Records shown below:
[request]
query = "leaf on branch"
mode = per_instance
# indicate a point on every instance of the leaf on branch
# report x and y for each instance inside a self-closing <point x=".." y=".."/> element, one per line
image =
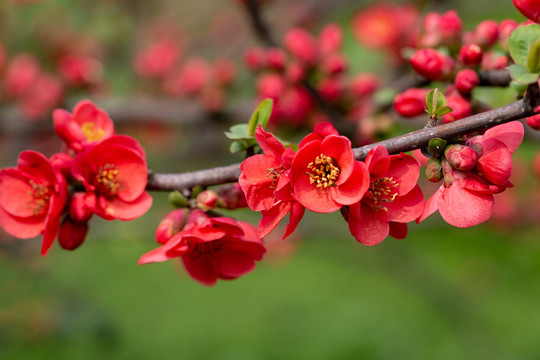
<point x="521" y="43"/>
<point x="261" y="115"/>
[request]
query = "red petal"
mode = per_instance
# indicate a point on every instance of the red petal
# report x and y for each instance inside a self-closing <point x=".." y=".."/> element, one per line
<point x="272" y="217"/>
<point x="405" y="170"/>
<point x="496" y="162"/>
<point x="431" y="205"/>
<point x="354" y="189"/>
<point x="16" y="193"/>
<point x="368" y="226"/>
<point x="296" y="214"/>
<point x="256" y="183"/>
<point x="124" y="210"/>
<point x="463" y="208"/>
<point x="201" y="269"/>
<point x="407" y="207"/>
<point x="23" y="228"/>
<point x="378" y="161"/>
<point x="339" y="149"/>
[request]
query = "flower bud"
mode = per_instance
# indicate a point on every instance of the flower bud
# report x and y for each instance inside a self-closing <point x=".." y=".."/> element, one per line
<point x="534" y="121"/>
<point x="450" y="27"/>
<point x="72" y="234"/>
<point x="171" y="224"/>
<point x="207" y="200"/>
<point x="333" y="64"/>
<point x="460" y="105"/>
<point x="434" y="170"/>
<point x="411" y="102"/>
<point x="431" y="64"/>
<point x="461" y="157"/>
<point x="486" y="33"/>
<point x="466" y="80"/>
<point x="78" y="211"/>
<point x="302" y="45"/>
<point x="529" y="8"/>
<point x="436" y="146"/>
<point x="255" y="58"/>
<point x="330" y="38"/>
<point x="470" y="54"/>
<point x="231" y="197"/>
<point x="275" y="58"/>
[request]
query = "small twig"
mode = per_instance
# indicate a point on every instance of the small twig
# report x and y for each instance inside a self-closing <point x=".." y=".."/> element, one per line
<point x="411" y="141"/>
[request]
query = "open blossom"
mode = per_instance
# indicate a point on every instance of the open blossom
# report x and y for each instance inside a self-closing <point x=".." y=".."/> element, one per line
<point x="114" y="174"/>
<point x="85" y="126"/>
<point x="325" y="174"/>
<point x="265" y="182"/>
<point x="392" y="200"/>
<point x="211" y="248"/>
<point x="32" y="197"/>
<point x="466" y="197"/>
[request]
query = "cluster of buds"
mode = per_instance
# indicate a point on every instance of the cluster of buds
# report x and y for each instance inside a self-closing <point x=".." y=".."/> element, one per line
<point x="472" y="172"/>
<point x="36" y="89"/>
<point x="317" y="62"/>
<point x="161" y="64"/>
<point x="99" y="173"/>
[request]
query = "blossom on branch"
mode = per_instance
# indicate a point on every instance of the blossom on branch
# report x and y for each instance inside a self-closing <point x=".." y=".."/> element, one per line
<point x="32" y="197"/>
<point x="211" y="248"/>
<point x="392" y="200"/>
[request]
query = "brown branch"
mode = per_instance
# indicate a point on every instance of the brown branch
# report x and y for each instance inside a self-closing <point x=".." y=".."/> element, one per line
<point x="411" y="141"/>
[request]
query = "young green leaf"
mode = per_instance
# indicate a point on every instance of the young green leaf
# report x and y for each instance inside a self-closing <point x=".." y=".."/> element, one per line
<point x="521" y="41"/>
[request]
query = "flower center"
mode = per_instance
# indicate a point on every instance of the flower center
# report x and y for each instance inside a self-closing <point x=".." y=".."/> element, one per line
<point x="324" y="171"/>
<point x="382" y="190"/>
<point x="40" y="195"/>
<point x="91" y="132"/>
<point x="107" y="180"/>
<point x="274" y="173"/>
<point x="204" y="249"/>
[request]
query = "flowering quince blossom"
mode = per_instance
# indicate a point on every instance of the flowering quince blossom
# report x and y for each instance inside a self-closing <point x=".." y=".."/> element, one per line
<point x="466" y="197"/>
<point x="211" y="248"/>
<point x="86" y="126"/>
<point x="32" y="197"/>
<point x="114" y="174"/>
<point x="325" y="174"/>
<point x="265" y="182"/>
<point x="392" y="200"/>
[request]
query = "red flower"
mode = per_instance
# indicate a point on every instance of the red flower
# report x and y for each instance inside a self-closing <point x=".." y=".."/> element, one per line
<point x="114" y="173"/>
<point x="86" y="126"/>
<point x="324" y="173"/>
<point x="466" y="197"/>
<point x="393" y="198"/>
<point x="212" y="248"/>
<point x="265" y="182"/>
<point x="32" y="197"/>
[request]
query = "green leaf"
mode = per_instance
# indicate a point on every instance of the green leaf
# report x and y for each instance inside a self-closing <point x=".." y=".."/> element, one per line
<point x="239" y="131"/>
<point x="521" y="41"/>
<point x="533" y="61"/>
<point x="443" y="110"/>
<point x="261" y="115"/>
<point x="237" y="146"/>
<point x="434" y="101"/>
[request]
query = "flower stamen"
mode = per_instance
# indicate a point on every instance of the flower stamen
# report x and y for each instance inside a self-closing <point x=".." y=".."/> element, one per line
<point x="324" y="171"/>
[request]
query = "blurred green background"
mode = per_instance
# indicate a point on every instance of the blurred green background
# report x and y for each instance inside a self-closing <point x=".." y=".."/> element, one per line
<point x="443" y="293"/>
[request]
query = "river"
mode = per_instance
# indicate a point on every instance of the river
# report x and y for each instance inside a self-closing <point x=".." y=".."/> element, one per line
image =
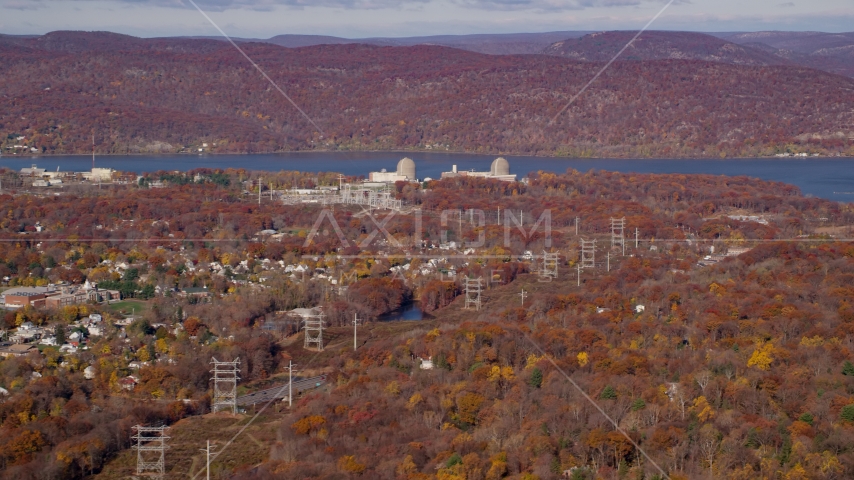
<point x="831" y="178"/>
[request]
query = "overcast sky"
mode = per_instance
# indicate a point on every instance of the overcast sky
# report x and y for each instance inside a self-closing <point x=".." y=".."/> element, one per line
<point x="396" y="18"/>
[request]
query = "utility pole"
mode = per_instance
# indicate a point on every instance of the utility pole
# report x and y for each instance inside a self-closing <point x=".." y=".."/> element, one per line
<point x="290" y="384"/>
<point x="207" y="460"/>
<point x="588" y="253"/>
<point x="355" y="323"/>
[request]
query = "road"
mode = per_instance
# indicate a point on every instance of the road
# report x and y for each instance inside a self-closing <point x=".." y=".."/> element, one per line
<point x="280" y="391"/>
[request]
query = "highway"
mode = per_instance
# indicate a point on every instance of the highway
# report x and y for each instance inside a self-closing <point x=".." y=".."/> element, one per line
<point x="280" y="391"/>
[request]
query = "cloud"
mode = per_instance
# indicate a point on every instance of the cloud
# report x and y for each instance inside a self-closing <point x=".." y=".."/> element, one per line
<point x="544" y="5"/>
<point x="24" y="4"/>
<point x="267" y="5"/>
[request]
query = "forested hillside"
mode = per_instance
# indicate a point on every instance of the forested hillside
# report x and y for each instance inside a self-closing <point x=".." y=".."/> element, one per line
<point x="178" y="95"/>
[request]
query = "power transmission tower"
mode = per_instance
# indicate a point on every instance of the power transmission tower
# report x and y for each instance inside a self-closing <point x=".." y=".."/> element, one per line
End of Records shown.
### Prompt
Reproduce these records exactly, but not the pictures.

### The completed task
[request]
query = "leaf on branch"
mode = per_instance
# indicate a point on every instance of the leaf on branch
# report x and y for each instance inside a self-closing <point x=".." y=".."/> element, one per line
image =
<point x="521" y="43"/>
<point x="261" y="115"/>
[request]
query = "red petal"
mode = per_instance
# indicate a point on every instance of the red petal
# report x and y for each instance inside a self-closing <point x=".." y=".."/> element, one per line
<point x="272" y="217"/>
<point x="405" y="170"/>
<point x="496" y="162"/>
<point x="431" y="205"/>
<point x="354" y="189"/>
<point x="16" y="193"/>
<point x="368" y="226"/>
<point x="296" y="214"/>
<point x="256" y="183"/>
<point x="124" y="210"/>
<point x="463" y="208"/>
<point x="201" y="269"/>
<point x="407" y="207"/>
<point x="23" y="228"/>
<point x="378" y="161"/>
<point x="339" y="149"/>
[request]
query = "flower bud"
mode = per_instance
# indicate a point on every instance of the flower bud
# report x and y for each instance inside a self-closing <point x=".." y=".."/> element, one per line
<point x="534" y="121"/>
<point x="450" y="27"/>
<point x="72" y="234"/>
<point x="171" y="224"/>
<point x="207" y="200"/>
<point x="333" y="64"/>
<point x="460" y="105"/>
<point x="434" y="170"/>
<point x="411" y="102"/>
<point x="431" y="64"/>
<point x="461" y="157"/>
<point x="486" y="33"/>
<point x="466" y="80"/>
<point x="78" y="211"/>
<point x="302" y="45"/>
<point x="529" y="8"/>
<point x="436" y="146"/>
<point x="255" y="58"/>
<point x="330" y="38"/>
<point x="470" y="54"/>
<point x="231" y="197"/>
<point x="275" y="58"/>
[request]
query = "small twig"
mode = per_instance
# indicate a point on every instance of the small twig
# report x and y for each instance inside a self-closing <point x=".." y=".."/> element, one per line
<point x="411" y="141"/>
[request]
query = "open blossom"
mode = per_instance
# indicate a point on every instance of the open blossom
# report x and y for each instance inside a self-closing <point x=".." y=".."/> element, one per line
<point x="114" y="174"/>
<point x="85" y="126"/>
<point x="325" y="174"/>
<point x="265" y="182"/>
<point x="392" y="200"/>
<point x="211" y="248"/>
<point x="32" y="197"/>
<point x="466" y="197"/>
[request]
query = "cluster of buds"
mode = per_instance
# indicate a point on every instance of the cluster of buds
# report x and y for each instance inside a self-closing <point x=".." y=".."/> element, one per line
<point x="472" y="172"/>
<point x="36" y="89"/>
<point x="317" y="62"/>
<point x="161" y="64"/>
<point x="99" y="173"/>
[request]
query = "blossom on branch"
mode = per_instance
# indicate a point on every instance of the blossom on branch
# report x and y for each instance inside a self-closing <point x=".." y=".."/> element, one per line
<point x="32" y="197"/>
<point x="211" y="248"/>
<point x="392" y="200"/>
[request]
query = "brown branch"
mode = per_instance
# indicate a point on every instance of the brown branch
# report x and y for each instance inside a self-closing <point x=".." y=".."/> element, one per line
<point x="411" y="141"/>
[request]
query = "young green leaf"
mode = per_instance
# indicate a point on every instance of the young green leaf
# report x and y for each instance inside a self-closing <point x=".." y=".."/> element, one per line
<point x="521" y="41"/>
[request]
query = "flower center"
mode = per_instance
# indicate a point on every instance of the flower center
# report x and y for each instance inside a self-closing <point x=".." y=".."/> element, one per line
<point x="324" y="171"/>
<point x="382" y="190"/>
<point x="40" y="195"/>
<point x="91" y="132"/>
<point x="107" y="180"/>
<point x="274" y="173"/>
<point x="204" y="249"/>
[request]
query = "flowering quince blossom"
mode = per_instance
# indicate a point on every instance of the flowering quince blossom
# report x and y for each instance inside a self-closing <point x=".." y=".."/> element, one per line
<point x="466" y="197"/>
<point x="211" y="248"/>
<point x="86" y="126"/>
<point x="32" y="197"/>
<point x="114" y="174"/>
<point x="325" y="174"/>
<point x="265" y="182"/>
<point x="392" y="200"/>
[request]
query = "red flower"
mode = per_instance
# indicate a point on every instance of the red flower
# report x and y for each instance inside a self-closing <point x=".." y=".."/> element, one per line
<point x="114" y="173"/>
<point x="86" y="126"/>
<point x="324" y="173"/>
<point x="466" y="197"/>
<point x="393" y="198"/>
<point x="212" y="248"/>
<point x="265" y="182"/>
<point x="32" y="197"/>
[request]
query = "green leaf"
mode = per_instance
# indicate a point on every instance of the green leaf
# report x and y for each instance inside a self-closing <point x=".." y=".."/> element, one per line
<point x="239" y="131"/>
<point x="521" y="41"/>
<point x="533" y="61"/>
<point x="443" y="110"/>
<point x="261" y="115"/>
<point x="237" y="146"/>
<point x="434" y="101"/>
[request]
query = "flower stamen"
mode = per_instance
# indicate a point on every instance of the flower stamen
# report x and y for each instance inside a self-closing <point x=".." y=".."/> element, one per line
<point x="324" y="171"/>
[request]
query = "blurred green background"
mode = per_instance
# indicate a point on every instance of the blurred green background
# report x and y for each instance inside a self-closing <point x=".." y=".."/> element, one per line
<point x="443" y="293"/>
[request]
query = "river"
mode = per_instance
# indicate a point on every instance of the river
# report x and y for each instance inside a self-closing <point x=".." y=".."/> element, one per line
image =
<point x="831" y="178"/>
[request]
query = "overcast sky"
mode = per_instance
# indicate a point on every instance of the overcast sky
# report x and y for each instance inside a self-closing <point x=".." y=".."/> element, one per line
<point x="396" y="18"/>
[request]
query = "utility pole"
mode = per_instance
# indicate a point on every instance of the utility pole
# report x and y for each instance inside a self-closing <point x=".." y=".."/> element, one per line
<point x="290" y="384"/>
<point x="207" y="460"/>
<point x="588" y="253"/>
<point x="355" y="323"/>
[request]
query = "road"
mode = per_instance
# indicate a point on every instance of the road
# report x and y for each instance inside a self-closing <point x=".." y=".."/> element, one per line
<point x="280" y="391"/>
[request]
query = "highway"
mode = per_instance
# indicate a point on every instance of the highway
# report x and y for each instance inside a self-closing <point x=".." y=".."/> element, one per line
<point x="280" y="391"/>
[request]
query = "cloud"
mode = per_instance
# indicate a point on every instance of the cloud
# report x and y for each instance inside a self-closing <point x=".." y=".."/> element, one per line
<point x="544" y="5"/>
<point x="24" y="4"/>
<point x="267" y="5"/>
[request]
query = "forested hillside"
mode = per_instance
# indicate a point on every instance of the forested hillside
# report x and y for each instance inside a self-closing <point x=".." y=".."/> element, one per line
<point x="178" y="95"/>
[request]
query = "power transmission tower"
mode = per_instance
# indicate a point on every instance of the power transmission tower
# report x and y for each instance inside a self-closing <point x=".." y=".."/> element, one per line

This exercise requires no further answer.